Start of Block
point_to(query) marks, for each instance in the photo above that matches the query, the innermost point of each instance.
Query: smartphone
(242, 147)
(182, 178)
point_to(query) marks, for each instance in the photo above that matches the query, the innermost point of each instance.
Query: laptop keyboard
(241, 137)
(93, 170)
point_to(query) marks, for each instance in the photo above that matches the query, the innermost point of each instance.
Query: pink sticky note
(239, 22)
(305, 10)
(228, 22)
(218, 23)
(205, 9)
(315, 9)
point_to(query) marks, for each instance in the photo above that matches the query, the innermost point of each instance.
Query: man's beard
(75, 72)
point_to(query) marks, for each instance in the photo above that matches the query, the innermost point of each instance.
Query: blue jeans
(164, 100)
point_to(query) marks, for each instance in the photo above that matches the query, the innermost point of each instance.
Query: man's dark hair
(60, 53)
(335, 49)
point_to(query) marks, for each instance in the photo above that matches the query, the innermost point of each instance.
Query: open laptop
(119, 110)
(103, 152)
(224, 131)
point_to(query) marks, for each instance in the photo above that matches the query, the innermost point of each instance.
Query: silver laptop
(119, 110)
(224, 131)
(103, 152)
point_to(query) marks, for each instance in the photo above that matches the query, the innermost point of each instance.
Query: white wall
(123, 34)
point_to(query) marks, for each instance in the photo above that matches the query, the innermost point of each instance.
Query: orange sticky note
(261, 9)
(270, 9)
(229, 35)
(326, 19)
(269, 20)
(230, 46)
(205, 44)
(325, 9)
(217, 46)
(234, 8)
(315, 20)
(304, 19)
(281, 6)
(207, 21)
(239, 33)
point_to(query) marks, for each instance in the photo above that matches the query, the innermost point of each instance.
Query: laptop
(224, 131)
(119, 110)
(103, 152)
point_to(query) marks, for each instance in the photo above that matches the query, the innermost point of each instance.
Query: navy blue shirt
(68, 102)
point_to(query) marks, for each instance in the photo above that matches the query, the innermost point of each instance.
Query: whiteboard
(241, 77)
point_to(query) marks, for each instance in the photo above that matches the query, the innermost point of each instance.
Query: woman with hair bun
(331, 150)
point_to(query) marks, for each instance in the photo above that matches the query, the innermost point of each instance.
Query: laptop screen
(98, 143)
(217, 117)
End of Block
→ DIRECTIONS
Each line in the listing above is to be returned unchanged.

→ ANSWER BOX
point_to(query) marks, for each instance in the photo above that matches the query, the innermost point of each instance.
Query: smartphone
(242, 147)
(182, 178)
point_to(query) marks, for each instance in the photo above that matches the query, the innermost point of each instance.
Query: laptop keyboard
(241, 137)
(93, 170)
point_to(query) marks, for each instance in the photo above that matches the query, the innermost point of each instance.
Query: pink sticky note
(239, 22)
(305, 10)
(228, 22)
(218, 23)
(205, 9)
(315, 9)
point_to(query) marks, for each instance in the photo above that matches the query, the innermost point of each instance.
Query: man's beard
(75, 72)
point_to(query) marks, for each instance in the photo above that matches the query, the innermost point of each instance.
Query: blue jeans
(164, 100)
point_to(query) marks, for each instance in the photo above that matches the query, the innermost point of each instance.
Query: man's dark hair
(60, 53)
(335, 49)
point_to(query) marks, for each instance in the photo above that matches the query, the innermost point of each instance.
Query: open laptop
(119, 110)
(103, 152)
(224, 131)
point_to(query) marks, for each instance in the photo above that matches the query, the innermost point of each instance.
Query: silver laptop
(119, 110)
(224, 131)
(103, 152)
point_to(query) marks, for each instance in the photo above that matches the query, the innermost point of each instance.
Query: white wall
(123, 34)
point_to(query) marks, for each instance in the photo above that matches the query, the innermost point of each instance.
Query: orange sticky note
(261, 9)
(270, 9)
(229, 35)
(326, 19)
(269, 20)
(230, 46)
(205, 44)
(325, 9)
(217, 46)
(234, 8)
(315, 20)
(304, 19)
(281, 6)
(207, 21)
(239, 33)
point_to(query) marks, for each instance in the photo above that matches the query, the innermost point of each instance.
Query: laptop
(224, 131)
(119, 110)
(103, 152)
point_to(query) marks, for each instance in the photo above that matches the query, the innermost point of each instance.
Query: navy blue shirt
(68, 102)
point_to(query) marks, for each instance in the photo above that matches the query, the innermost point of each instance.
Query: whiteboard
(241, 77)
point_to(query) marks, for each instance in the photo above that matches the query, the innermost point of each instance.
Query: woman with hair bun
(331, 150)
point_to(query) marks, for each instance in the photo above that matches the query, the innermost point of each instance.
Query: laptop screen
(98, 143)
(217, 117)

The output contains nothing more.